• ABOUT THIS TASK
When you reach the line containing "Target: liquid sauce pooled in pot" in the entries below, repeat it and each line after it exactly until the entries end.
-------- SOURCE DATA --------
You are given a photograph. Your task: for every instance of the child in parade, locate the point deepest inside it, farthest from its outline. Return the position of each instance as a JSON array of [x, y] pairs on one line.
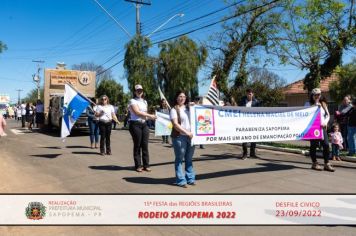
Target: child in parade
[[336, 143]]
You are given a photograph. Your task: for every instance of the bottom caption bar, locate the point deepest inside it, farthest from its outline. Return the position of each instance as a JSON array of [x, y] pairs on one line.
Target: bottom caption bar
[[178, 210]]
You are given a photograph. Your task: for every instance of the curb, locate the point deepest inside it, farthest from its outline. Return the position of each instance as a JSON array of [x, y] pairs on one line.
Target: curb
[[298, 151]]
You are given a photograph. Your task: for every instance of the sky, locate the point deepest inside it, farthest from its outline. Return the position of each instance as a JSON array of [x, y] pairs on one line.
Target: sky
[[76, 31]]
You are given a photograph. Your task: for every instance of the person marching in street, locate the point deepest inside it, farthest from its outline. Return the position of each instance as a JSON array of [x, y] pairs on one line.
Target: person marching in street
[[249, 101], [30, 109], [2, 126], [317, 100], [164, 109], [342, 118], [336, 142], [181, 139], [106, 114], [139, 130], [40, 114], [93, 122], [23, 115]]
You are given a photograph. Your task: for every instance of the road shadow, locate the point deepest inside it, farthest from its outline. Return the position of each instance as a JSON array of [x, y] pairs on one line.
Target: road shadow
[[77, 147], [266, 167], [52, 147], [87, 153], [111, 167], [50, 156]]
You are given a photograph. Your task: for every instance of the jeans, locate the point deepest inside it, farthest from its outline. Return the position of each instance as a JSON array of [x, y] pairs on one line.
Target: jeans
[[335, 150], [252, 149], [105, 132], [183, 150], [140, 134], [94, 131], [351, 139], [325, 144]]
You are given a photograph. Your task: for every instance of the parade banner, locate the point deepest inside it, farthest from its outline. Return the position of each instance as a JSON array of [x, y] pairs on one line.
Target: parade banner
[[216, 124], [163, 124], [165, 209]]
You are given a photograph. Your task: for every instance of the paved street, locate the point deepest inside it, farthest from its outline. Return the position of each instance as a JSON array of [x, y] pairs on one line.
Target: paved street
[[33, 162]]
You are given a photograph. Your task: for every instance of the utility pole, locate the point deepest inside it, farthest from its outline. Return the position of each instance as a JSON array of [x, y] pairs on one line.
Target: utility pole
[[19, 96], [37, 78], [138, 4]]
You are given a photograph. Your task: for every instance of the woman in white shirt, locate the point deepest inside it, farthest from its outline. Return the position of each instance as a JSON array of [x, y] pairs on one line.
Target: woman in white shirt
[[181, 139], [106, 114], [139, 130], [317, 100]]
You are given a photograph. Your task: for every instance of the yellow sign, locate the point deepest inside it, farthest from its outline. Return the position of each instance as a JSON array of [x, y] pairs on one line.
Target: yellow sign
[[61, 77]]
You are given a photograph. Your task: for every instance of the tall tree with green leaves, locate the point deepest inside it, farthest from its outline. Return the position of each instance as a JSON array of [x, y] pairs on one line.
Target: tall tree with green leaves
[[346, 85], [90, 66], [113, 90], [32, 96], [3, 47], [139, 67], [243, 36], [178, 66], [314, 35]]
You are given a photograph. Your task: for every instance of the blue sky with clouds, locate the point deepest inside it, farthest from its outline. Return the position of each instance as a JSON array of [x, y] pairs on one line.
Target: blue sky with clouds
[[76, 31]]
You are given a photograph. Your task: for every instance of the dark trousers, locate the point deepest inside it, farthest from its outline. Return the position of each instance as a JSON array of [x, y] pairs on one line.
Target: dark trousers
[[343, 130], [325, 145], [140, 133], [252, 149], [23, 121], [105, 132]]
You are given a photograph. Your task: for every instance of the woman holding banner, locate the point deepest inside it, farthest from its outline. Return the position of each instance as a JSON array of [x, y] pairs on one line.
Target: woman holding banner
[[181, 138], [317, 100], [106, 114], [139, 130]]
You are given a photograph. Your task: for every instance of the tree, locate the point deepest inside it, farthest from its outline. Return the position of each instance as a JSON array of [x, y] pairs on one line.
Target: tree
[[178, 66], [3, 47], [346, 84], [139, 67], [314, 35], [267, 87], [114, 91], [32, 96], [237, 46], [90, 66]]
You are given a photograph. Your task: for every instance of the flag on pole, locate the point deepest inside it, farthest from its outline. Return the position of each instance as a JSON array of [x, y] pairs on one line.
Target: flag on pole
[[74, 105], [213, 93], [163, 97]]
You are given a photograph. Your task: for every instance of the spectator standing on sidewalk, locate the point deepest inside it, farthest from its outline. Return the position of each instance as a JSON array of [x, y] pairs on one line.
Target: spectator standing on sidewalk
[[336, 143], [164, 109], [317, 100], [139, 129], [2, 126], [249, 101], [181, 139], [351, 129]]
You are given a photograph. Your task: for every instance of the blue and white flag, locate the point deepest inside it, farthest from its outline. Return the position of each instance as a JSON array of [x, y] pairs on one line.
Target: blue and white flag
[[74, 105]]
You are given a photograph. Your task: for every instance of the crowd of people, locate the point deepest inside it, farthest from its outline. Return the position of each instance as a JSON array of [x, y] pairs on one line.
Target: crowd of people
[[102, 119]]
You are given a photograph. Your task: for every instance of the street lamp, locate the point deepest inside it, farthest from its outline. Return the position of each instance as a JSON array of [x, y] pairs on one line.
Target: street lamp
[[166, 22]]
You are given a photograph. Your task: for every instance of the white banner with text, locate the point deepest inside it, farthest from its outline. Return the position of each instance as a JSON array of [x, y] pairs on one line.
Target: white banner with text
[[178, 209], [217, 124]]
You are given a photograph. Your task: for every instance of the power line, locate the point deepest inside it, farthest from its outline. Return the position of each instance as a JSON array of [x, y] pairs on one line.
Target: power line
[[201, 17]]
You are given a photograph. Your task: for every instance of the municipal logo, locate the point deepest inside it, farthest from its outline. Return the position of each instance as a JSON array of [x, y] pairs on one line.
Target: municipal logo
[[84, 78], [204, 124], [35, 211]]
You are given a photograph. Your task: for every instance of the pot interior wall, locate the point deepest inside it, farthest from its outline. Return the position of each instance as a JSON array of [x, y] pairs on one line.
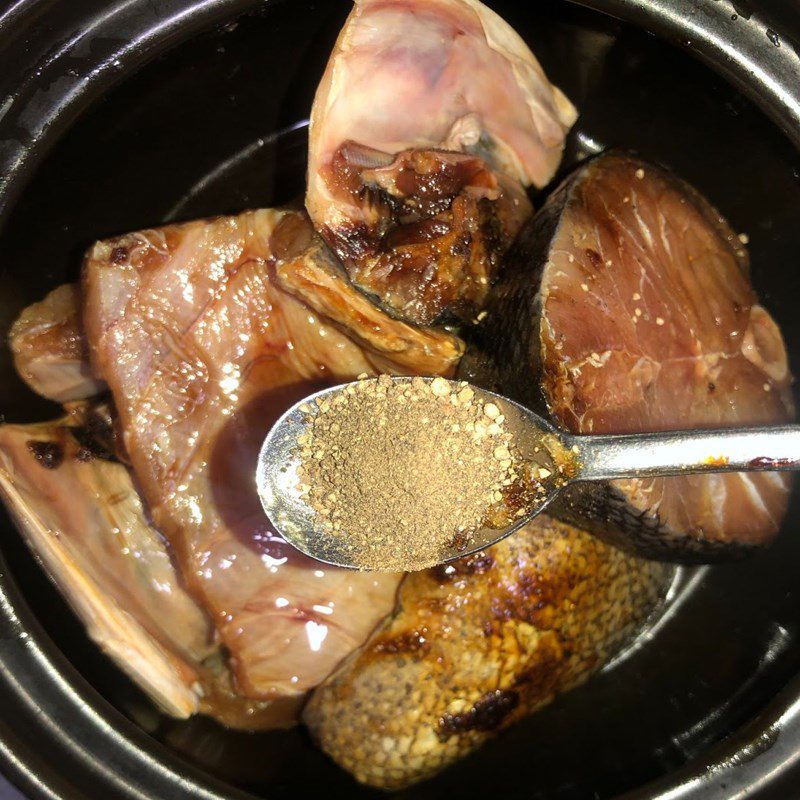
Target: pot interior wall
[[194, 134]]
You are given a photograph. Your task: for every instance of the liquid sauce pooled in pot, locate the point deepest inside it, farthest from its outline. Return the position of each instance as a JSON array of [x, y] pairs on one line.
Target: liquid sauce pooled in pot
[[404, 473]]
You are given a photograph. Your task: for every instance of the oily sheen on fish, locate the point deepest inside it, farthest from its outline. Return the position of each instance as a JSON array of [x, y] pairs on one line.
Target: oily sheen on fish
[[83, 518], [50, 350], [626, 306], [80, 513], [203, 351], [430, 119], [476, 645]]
--------
• RESPONSE FOR THIS EXERCISE
Target: liquid sauce pooled in pot
[[404, 473]]
You are given a photograph. Your task: for every instance of the oily sheen on fish, locate the point deepest inside it, farthest from its outline. Return the position of each instance as a JSON array of [x, y] pairs on one line.
Target: oily sheen on fish
[[83, 518], [50, 350], [626, 306], [80, 513], [203, 351], [430, 119], [476, 645]]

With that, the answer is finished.